[Start of Attachment]

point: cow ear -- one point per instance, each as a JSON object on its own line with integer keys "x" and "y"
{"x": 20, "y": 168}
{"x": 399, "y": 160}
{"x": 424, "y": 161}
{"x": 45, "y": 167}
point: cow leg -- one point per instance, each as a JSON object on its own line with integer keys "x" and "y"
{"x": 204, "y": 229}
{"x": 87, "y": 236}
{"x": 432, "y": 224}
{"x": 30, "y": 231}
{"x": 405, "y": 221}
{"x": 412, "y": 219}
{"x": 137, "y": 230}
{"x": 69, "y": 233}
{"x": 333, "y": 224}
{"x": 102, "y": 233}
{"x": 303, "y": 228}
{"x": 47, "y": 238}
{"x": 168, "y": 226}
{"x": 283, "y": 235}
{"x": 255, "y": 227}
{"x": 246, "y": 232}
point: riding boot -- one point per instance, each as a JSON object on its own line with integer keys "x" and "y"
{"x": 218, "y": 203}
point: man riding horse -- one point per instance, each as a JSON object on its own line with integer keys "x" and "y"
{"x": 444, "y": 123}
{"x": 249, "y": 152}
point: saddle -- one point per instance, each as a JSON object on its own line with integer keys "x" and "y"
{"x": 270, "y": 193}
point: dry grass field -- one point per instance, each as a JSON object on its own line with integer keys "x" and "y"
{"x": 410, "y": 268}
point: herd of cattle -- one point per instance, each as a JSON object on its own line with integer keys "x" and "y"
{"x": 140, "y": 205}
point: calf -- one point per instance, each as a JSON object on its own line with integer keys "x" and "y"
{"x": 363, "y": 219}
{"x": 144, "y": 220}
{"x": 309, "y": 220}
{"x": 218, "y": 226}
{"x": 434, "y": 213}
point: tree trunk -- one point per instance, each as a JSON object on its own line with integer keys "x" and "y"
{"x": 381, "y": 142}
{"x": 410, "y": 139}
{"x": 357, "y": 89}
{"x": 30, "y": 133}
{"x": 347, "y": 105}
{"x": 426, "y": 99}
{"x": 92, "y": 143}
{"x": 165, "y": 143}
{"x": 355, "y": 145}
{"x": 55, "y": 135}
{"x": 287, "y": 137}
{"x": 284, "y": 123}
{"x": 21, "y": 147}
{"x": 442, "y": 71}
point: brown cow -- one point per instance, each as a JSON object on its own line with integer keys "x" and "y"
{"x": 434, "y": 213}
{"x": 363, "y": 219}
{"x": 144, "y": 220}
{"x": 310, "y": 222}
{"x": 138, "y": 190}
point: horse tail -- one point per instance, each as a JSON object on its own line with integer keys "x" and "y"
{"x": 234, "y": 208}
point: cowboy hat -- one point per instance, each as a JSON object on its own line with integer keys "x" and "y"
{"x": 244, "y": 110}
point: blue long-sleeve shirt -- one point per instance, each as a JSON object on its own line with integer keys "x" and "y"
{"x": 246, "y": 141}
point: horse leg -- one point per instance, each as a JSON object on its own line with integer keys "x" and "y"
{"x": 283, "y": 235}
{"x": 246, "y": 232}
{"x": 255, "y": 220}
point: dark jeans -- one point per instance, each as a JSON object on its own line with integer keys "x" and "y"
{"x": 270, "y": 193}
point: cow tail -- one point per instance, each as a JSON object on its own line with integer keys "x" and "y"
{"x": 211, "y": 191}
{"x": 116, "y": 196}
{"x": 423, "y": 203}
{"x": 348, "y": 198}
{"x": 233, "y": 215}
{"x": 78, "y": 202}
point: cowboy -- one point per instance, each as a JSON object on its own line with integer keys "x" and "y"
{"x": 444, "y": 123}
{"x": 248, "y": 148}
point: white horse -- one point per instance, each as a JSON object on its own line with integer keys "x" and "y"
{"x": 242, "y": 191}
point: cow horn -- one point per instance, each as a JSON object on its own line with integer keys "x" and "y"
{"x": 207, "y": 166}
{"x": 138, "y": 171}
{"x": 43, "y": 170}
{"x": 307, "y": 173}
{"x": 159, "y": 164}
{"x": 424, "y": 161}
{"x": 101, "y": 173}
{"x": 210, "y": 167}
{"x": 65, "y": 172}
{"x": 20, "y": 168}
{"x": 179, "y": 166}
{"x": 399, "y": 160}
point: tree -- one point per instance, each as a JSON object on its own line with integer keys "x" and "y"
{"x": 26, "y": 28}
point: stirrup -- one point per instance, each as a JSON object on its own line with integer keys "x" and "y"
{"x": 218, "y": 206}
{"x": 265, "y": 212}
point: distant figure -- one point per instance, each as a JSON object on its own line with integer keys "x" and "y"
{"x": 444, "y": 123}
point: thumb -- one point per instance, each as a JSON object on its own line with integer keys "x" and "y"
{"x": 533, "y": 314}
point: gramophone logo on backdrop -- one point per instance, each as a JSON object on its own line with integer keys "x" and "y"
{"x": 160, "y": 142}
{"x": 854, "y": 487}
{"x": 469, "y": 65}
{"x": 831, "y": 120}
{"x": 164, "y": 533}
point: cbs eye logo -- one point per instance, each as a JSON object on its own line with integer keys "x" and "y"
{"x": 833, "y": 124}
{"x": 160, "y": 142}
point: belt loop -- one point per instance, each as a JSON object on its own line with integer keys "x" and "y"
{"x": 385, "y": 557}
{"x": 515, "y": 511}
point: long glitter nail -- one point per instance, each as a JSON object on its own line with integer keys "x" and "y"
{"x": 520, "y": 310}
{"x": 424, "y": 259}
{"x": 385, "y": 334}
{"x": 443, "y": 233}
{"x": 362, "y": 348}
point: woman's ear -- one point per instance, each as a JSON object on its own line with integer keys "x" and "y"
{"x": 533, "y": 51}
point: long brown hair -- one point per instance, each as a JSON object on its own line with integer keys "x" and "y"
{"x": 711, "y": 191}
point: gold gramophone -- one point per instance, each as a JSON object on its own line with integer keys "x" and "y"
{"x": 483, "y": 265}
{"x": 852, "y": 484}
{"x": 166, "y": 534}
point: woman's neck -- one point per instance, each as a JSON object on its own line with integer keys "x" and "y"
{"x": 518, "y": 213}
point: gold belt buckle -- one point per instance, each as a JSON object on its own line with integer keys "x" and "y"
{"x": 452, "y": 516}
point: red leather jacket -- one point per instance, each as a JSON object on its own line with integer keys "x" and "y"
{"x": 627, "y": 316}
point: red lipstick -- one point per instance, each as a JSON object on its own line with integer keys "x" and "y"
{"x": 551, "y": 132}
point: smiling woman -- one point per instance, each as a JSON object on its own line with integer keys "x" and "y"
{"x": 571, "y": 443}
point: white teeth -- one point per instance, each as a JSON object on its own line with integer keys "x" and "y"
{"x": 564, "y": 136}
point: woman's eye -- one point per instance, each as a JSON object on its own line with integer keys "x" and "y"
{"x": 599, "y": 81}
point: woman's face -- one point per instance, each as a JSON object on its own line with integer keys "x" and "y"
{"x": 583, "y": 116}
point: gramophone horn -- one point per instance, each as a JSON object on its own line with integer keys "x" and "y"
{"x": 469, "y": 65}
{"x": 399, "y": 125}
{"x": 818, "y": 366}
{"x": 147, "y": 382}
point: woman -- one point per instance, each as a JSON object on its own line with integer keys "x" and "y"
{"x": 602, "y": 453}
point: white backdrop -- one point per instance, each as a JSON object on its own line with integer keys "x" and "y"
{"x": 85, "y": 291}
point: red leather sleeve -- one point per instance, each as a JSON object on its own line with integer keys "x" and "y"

[End of Attachment]

TASK GOAL> Each line of the data must be copied exactly as it appears.

SOLUTION FOR THIS PROBLEM>
point: cow ear -- one point per instance, each as a JSON object on its own line with integer keys "x" and "y"
{"x": 20, "y": 168}
{"x": 399, "y": 160}
{"x": 424, "y": 161}
{"x": 45, "y": 167}
point: cow leg -- one point per instance, each as a JSON object on its own line with integer keys "x" and "y"
{"x": 204, "y": 229}
{"x": 87, "y": 236}
{"x": 432, "y": 224}
{"x": 30, "y": 231}
{"x": 405, "y": 221}
{"x": 412, "y": 219}
{"x": 137, "y": 230}
{"x": 69, "y": 233}
{"x": 333, "y": 224}
{"x": 102, "y": 233}
{"x": 303, "y": 228}
{"x": 47, "y": 238}
{"x": 168, "y": 226}
{"x": 283, "y": 235}
{"x": 255, "y": 227}
{"x": 246, "y": 232}
point: riding boot -- one point per instance, each as a JSON object on its own line with integer keys "x" and "y"
{"x": 218, "y": 203}
point: man riding horse -- one point per instance, each as a JSON object on its own line with integer keys "x" and "y"
{"x": 444, "y": 123}
{"x": 249, "y": 152}
point: saddle -- one point per instance, each as a JSON object on its own line with integer keys "x" and "y"
{"x": 270, "y": 193}
point: dry grass field -- one point per instance, each as a JSON object on its own line with integer keys "x" and "y"
{"x": 410, "y": 268}
point: herd of cattle -- one point per instance, each as a JSON object on its own line with integer keys "x" and "y"
{"x": 140, "y": 205}
point: calf -- one point per instance, each as a JSON object on its own line with integer keys "x" and "y"
{"x": 363, "y": 219}
{"x": 144, "y": 220}
{"x": 309, "y": 220}
{"x": 218, "y": 226}
{"x": 434, "y": 213}
point: tree trunk -- one point per instance, each as a JSON object on its own line with integer keys "x" and "y"
{"x": 381, "y": 142}
{"x": 410, "y": 139}
{"x": 357, "y": 89}
{"x": 30, "y": 133}
{"x": 347, "y": 105}
{"x": 426, "y": 99}
{"x": 92, "y": 143}
{"x": 165, "y": 143}
{"x": 355, "y": 145}
{"x": 55, "y": 135}
{"x": 287, "y": 137}
{"x": 284, "y": 123}
{"x": 21, "y": 147}
{"x": 442, "y": 71}
point: brown cow -- one point per instance, each as a JSON object on its own line with integer keys "x" and "y"
{"x": 434, "y": 213}
{"x": 363, "y": 219}
{"x": 144, "y": 220}
{"x": 310, "y": 222}
{"x": 138, "y": 190}
point: horse tail -- one point per instance, each as a JSON object on its own line with integer keys "x" and "y"
{"x": 234, "y": 208}
point: cowboy hat -- one point per instance, each as a JSON object on its own line with integer keys "x" and "y"
{"x": 244, "y": 110}
point: blue long-sleeve shirt -- one point per instance, each as a JSON object on its own line with integer keys "x" and "y"
{"x": 246, "y": 141}
point: horse leg -- one point per instance, each as a JSON object on its own line with integer keys "x" and "y"
{"x": 283, "y": 235}
{"x": 246, "y": 232}
{"x": 255, "y": 220}
point: dark jeans -- one point per instance, each as a JSON object on its own line with integer keys "x" and "y"
{"x": 270, "y": 193}
point: cow tail -- one point per instance, each as a JSON object on its own line with integer keys "x" and "y"
{"x": 211, "y": 191}
{"x": 116, "y": 196}
{"x": 423, "y": 203}
{"x": 348, "y": 198}
{"x": 233, "y": 215}
{"x": 78, "y": 202}
point: cowboy -- one point per instance, each as a JSON object on its own line with integer keys "x" and "y"
{"x": 444, "y": 123}
{"x": 248, "y": 148}
point: white horse -- one point per instance, each as a JSON object on its own line with integer keys "x" and "y"
{"x": 242, "y": 191}
point: cow horn -- one point per instance, each as a JSON object on its own line with integer keys "x" and "y"
{"x": 207, "y": 166}
{"x": 138, "y": 171}
{"x": 43, "y": 170}
{"x": 307, "y": 173}
{"x": 159, "y": 164}
{"x": 424, "y": 161}
{"x": 101, "y": 173}
{"x": 210, "y": 167}
{"x": 65, "y": 172}
{"x": 20, "y": 168}
{"x": 179, "y": 166}
{"x": 399, "y": 160}
point: tree -- one point per instance, each as a JSON object on its own line with integer keys "x" and "y"
{"x": 26, "y": 28}
point: stirrup -- one point per instance, each as a JSON object on its own line with integer keys "x" and "y"
{"x": 218, "y": 206}
{"x": 265, "y": 212}
point: distant figure -- one point per instance, each as a JSON object on its own line with integer keys "x" and "y"
{"x": 444, "y": 123}
point: thumb -- one point per instance, each as a JSON object on its own line with integer keys "x" and "y"
{"x": 533, "y": 314}
point: gramophone logo on backdrop -- one point per instance, each as a JSON object on its own line with integer keys "x" and "y"
{"x": 160, "y": 142}
{"x": 854, "y": 487}
{"x": 469, "y": 65}
{"x": 831, "y": 120}
{"x": 164, "y": 533}
point: cbs eye logo -- one point per instance, each as a JSON object on its own line with integer keys "x" and "y"
{"x": 833, "y": 124}
{"x": 160, "y": 142}
point: belt loop -- one point per instance, each as a JSON object on its own line with integer keys "x" and "y"
{"x": 385, "y": 557}
{"x": 515, "y": 511}
point: long glitter nail -- one point per instance, each as a JSON object on its own line with integer keys "x" and "y"
{"x": 520, "y": 310}
{"x": 424, "y": 259}
{"x": 385, "y": 334}
{"x": 443, "y": 233}
{"x": 362, "y": 348}
point: woman's ear -- one point per instance, each as a JSON object on its own line with integer keys "x" and "y"
{"x": 533, "y": 51}
point: long brown hair -- one point per instance, each as a JSON object on its own line with integer keys "x" and "y"
{"x": 711, "y": 191}
point: gold gramophone -- one point per instance, each as a JSON object on its own line with integer keys "x" and "y"
{"x": 483, "y": 265}
{"x": 852, "y": 484}
{"x": 166, "y": 534}
point: woman's neck -- one point per instance, each as a JSON object on its own line with integer keys "x" and "y"
{"x": 518, "y": 213}
point: gold belt buckle -- one point per instance, each as a JSON object on its own line with integer keys "x" and "y"
{"x": 452, "y": 516}
point: red leather jacket -- one point per instance, each as a JSON object on its own line with integer keys "x" and "y"
{"x": 627, "y": 316}
point: red lipstick -- one point per instance, each as a JSON object on its own line with integer keys "x" and "y"
{"x": 551, "y": 132}
point: smiling woman -- one point per instance, each as a JSON object on its own line with integer keys "x" and "y"
{"x": 571, "y": 443}
point: white teeth -- one point per instance, each as a JSON object on its own line with integer keys "x" and "y"
{"x": 564, "y": 136}
point: woman's eye -- one point per instance, each as a JSON object on its own line with integer keys "x" and "y"
{"x": 599, "y": 81}
point: woman's face -- one point per instance, each as a JSON object on its own line with integer keys "x" and "y"
{"x": 583, "y": 116}
point: gramophone horn -- one point per instance, each as a JSON object on its own line with integer keys "x" and "y"
{"x": 469, "y": 65}
{"x": 399, "y": 125}
{"x": 818, "y": 366}
{"x": 147, "y": 382}
point: woman -- one point per instance, each as a JSON object on its own line with integer keys "x" and "y"
{"x": 602, "y": 453}
point: white backdrop -- one point per instance, each as a JSON object on its own line with integer keys "x" and "y"
{"x": 85, "y": 291}
point: red leather sleeve -- one point per instance, each as a JSON object on its own line with integer keys "x" and "y"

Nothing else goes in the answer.